Start of Block
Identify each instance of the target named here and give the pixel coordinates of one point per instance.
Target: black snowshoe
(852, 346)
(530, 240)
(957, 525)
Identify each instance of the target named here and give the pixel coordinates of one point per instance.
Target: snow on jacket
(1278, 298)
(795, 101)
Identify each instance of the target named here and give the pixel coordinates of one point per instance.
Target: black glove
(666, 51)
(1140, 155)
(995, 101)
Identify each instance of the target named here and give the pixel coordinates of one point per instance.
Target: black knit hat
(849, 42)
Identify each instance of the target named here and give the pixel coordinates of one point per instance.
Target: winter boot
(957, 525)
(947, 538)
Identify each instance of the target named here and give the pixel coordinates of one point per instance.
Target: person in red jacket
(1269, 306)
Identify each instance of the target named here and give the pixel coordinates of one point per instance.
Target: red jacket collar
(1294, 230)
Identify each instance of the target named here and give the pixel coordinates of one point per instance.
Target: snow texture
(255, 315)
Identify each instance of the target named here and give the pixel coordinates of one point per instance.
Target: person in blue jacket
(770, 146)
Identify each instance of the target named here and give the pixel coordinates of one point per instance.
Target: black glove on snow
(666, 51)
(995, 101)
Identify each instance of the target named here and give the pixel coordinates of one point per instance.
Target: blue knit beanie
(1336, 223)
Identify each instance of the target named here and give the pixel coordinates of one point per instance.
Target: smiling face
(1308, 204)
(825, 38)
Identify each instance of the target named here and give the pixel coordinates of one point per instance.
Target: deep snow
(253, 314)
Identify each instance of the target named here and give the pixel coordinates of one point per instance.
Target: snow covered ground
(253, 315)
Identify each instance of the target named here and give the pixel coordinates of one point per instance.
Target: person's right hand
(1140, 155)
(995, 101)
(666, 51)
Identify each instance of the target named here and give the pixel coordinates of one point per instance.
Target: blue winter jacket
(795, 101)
End of Block
▸ **TASK ITEM**:
Repeat exactly the lines of the records from the one containing "Target: deep snow" to the last, and include no line outside that stretch.

▸ **SOLVED EXERCISE**:
Target: deep snow
(253, 314)
Identify each instance of the target named here and give the pixel coordinates of one point per instance.
Target: snow covered ground
(253, 315)
Identify each instance of the target named here and give the pixel coordinates of one point per instance.
Target: person's right hand
(1140, 155)
(995, 101)
(666, 51)
Identify each instance of the target named here and give the pixel coordinates of one point per instance.
Target: blue winter jacket
(795, 101)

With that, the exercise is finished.